WHAT IS REQUIRED >> Below are the entries; transcribe them exactly and drop every picture.

SUPPLIED MATERIAL >>

========

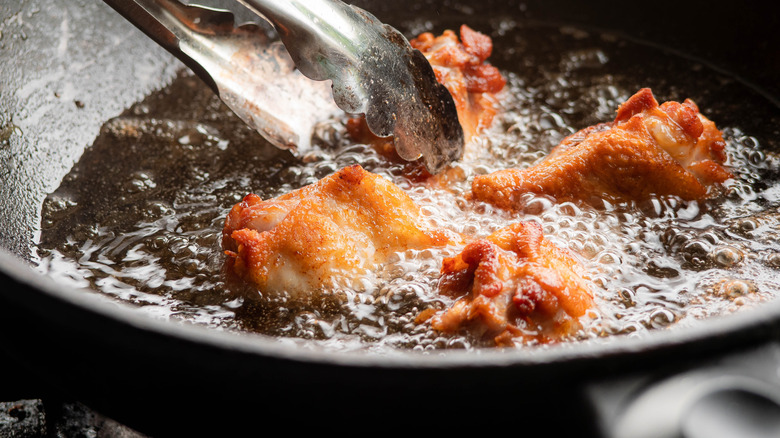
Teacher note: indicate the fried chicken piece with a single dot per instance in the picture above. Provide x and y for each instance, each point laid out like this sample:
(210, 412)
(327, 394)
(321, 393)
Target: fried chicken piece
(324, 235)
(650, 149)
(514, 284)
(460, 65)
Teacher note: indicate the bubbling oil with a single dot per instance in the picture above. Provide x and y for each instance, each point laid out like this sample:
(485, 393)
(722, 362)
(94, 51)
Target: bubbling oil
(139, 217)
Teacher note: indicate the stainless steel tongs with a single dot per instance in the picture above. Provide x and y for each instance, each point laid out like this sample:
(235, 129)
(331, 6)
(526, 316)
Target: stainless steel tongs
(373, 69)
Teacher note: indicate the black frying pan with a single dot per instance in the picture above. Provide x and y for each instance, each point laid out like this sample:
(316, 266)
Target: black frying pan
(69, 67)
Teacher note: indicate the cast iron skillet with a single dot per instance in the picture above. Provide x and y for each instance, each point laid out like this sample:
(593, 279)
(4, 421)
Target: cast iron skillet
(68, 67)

========

PROBLEM SOLUTION >>
Teacher note: indicate the fried chicken piece with a single dot per instance in the picture above. Provide x and y for each instance, each point laid out like this sample:
(210, 412)
(327, 394)
(321, 393)
Target: fried chicken piece
(324, 235)
(650, 149)
(514, 284)
(460, 65)
Teacher note: indicate the bubbling oil with a single dot per instance in the picture above. Provide x and y for each instance, each point laid out like this sample:
(485, 393)
(722, 362)
(94, 51)
Target: bubbling oil
(139, 217)
Teacher note: indicate the stainless steel tongs with a single dot per instance in the picture above. Provide x and y for each instance, each point laid out like this sample:
(235, 129)
(331, 6)
(526, 316)
Target: stainless steel tongs
(373, 69)
Teacher note: indicate the black frying pan with a single dot per instance in the picture above. Provide x and y for each instance, each point laid out like this sample:
(316, 266)
Target: black frying pan
(69, 67)
Teacher note: indicate the cast iron skillet with a single dot per instance in the picture above. Provide x and y for each instance, each point laid out like this sample:
(593, 279)
(4, 421)
Target: cast iron skillet
(68, 67)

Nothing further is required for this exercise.